→ What you need to do: Go through the records and report each line holding the string "before".

→ Supplied information:
▶

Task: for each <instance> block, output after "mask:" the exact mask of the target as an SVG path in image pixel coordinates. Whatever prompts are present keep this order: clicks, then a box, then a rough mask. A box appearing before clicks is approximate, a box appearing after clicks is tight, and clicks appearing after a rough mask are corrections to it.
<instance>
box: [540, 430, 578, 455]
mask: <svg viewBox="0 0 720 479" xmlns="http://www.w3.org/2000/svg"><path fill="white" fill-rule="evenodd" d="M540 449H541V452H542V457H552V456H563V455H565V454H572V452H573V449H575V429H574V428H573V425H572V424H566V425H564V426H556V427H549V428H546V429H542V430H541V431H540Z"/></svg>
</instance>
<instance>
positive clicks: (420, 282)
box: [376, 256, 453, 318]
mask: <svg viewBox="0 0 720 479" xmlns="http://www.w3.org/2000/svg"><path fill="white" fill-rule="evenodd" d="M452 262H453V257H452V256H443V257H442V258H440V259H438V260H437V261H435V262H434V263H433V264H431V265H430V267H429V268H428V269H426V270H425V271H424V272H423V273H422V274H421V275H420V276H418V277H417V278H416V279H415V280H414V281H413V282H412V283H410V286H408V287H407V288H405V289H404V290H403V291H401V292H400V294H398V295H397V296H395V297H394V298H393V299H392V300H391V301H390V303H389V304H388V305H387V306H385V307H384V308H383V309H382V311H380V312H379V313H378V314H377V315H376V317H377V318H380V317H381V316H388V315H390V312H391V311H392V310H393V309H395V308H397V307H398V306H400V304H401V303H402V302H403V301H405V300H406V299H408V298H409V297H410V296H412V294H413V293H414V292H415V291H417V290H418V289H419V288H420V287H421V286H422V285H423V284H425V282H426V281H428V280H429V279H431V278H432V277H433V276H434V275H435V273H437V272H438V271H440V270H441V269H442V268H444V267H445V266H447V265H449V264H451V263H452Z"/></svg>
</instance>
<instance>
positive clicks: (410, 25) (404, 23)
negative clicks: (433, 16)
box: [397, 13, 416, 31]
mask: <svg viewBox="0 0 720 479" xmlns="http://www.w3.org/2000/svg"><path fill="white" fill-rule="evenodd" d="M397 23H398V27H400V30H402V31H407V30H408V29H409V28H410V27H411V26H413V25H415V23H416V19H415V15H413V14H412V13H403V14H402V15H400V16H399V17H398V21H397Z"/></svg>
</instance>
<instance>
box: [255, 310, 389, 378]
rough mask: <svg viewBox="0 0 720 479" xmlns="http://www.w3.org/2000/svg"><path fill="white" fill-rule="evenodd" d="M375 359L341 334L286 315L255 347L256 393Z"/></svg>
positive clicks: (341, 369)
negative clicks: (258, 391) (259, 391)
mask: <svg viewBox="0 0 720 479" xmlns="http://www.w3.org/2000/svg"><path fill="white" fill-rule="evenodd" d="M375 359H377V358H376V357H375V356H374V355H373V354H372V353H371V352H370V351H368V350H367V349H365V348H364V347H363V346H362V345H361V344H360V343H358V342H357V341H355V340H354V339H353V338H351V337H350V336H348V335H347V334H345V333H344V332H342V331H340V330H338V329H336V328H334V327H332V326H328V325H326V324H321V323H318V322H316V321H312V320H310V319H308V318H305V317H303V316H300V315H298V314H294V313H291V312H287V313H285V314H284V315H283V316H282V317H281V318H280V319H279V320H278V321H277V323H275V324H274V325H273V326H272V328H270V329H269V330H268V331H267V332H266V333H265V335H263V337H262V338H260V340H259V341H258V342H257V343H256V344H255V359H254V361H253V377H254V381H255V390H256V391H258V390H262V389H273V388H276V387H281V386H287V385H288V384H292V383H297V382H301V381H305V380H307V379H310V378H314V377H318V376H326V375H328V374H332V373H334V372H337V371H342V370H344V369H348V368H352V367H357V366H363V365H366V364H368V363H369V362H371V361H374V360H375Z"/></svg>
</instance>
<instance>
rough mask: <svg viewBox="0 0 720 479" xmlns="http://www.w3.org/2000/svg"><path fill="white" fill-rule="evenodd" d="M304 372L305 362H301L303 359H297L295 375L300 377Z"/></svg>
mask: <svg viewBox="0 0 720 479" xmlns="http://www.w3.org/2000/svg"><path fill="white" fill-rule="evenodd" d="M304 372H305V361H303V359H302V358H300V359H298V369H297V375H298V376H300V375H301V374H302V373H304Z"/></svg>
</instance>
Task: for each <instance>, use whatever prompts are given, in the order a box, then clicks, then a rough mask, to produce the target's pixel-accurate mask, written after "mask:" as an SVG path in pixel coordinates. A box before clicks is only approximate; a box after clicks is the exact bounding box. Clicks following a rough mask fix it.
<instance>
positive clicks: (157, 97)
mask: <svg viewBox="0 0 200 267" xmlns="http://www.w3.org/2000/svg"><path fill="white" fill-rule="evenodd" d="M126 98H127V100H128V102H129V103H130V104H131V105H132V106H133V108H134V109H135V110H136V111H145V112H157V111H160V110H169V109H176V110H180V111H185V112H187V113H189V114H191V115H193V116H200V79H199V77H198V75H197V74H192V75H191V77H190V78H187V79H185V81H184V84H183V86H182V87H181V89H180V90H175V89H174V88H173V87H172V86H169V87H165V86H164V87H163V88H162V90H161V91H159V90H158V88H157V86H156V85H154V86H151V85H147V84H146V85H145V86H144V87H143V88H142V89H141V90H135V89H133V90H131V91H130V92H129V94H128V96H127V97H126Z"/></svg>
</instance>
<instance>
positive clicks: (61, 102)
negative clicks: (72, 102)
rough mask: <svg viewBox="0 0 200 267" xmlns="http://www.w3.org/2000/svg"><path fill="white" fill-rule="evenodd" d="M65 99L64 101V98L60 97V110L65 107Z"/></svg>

◀

→ Expected answer:
Task: for each <instance> block, output after "mask:" the exact mask of the target as an SVG path in image pixel coordinates. Whatever prompts are present keep this order: clicks, then a box, then a rough mask. A box appearing before clicks is approximate, a box appearing after clicks is tight, and clicks appearing after a rough mask are corrections to it.
Task: for each <instance>, use whatever prompts are given, in the order a box, then clicks, then a rough mask, to produce the target's pixel-accurate mask, written after "mask:" as an SVG path in pixel coordinates. A box before clicks is only approximate; a box after clicks is the exact bounding box. Clicks following a rough mask fix it.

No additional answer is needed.